EXCERPTED DATA:
————————

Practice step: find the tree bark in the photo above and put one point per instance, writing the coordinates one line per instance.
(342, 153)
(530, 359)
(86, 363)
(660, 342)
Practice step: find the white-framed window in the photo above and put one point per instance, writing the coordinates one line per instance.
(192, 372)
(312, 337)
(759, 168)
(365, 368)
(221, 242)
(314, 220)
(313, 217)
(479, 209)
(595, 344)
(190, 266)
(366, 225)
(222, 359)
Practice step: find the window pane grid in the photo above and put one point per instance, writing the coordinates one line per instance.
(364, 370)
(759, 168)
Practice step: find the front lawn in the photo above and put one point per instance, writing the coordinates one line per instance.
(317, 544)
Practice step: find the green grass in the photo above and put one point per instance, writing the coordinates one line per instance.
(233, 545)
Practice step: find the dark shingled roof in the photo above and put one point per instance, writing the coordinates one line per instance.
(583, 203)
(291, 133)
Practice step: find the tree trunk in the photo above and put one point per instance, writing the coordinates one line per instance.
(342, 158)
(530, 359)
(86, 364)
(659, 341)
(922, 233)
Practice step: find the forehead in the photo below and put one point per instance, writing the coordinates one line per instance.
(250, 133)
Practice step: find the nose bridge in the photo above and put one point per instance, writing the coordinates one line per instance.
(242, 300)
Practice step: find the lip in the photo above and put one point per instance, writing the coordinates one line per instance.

————————

AIM:
Convert all of the records above into a numbered list with one line per item, leaving out any blank lines.

ANSWER IN FULL:
1. Practice step: find the tree bark in the photo above and put one point per instance, writing the coordinates one line per instance.
2. (342, 153)
3. (530, 359)
4. (86, 363)
5. (660, 342)
6. Practice step: find the white-framed window in the photo above and put one point per instance, writing the coordinates one line per instance.
7. (192, 372)
8. (312, 337)
9. (759, 168)
10. (365, 368)
11. (221, 242)
12. (314, 220)
13. (313, 217)
14. (479, 209)
15. (595, 344)
16. (190, 266)
17. (366, 225)
18. (222, 359)
19. Practice step: find the window pane grid in the photo above and put one point per instance, writing the coordinates one line per instance.
20. (364, 370)
21. (759, 168)
22. Practice step: find the front lawn in the photo above and put one point per instance, writing the coordinates one line per instance.
23. (317, 544)
24. Practice step: find the green grass in the photo above and put one point per instance, writing the coordinates one line per instance.
25. (233, 545)
26. Practice step: find the dark shingled roof in the photo above and put one point per instance, writing the coordinates one line per instance.
27. (583, 203)
28. (291, 133)
29. Practice step: find the tree trunk in the photo above and put one point per instance, writing the coordinates one line per instance.
30. (342, 158)
31. (530, 359)
32. (86, 364)
33. (659, 341)
34. (922, 233)
35. Practice step: find the forehead in the photo below and put one point per instance, writing the coordinates one line per instance.
36. (250, 133)
37. Practice step: find the nose bridge in the photo above and put one point per instance, writing the coordinates one line per instance.
38. (242, 300)
39. Practice step: find the lip in the photo above and put one point per instance, writing the coordinates one line per instance.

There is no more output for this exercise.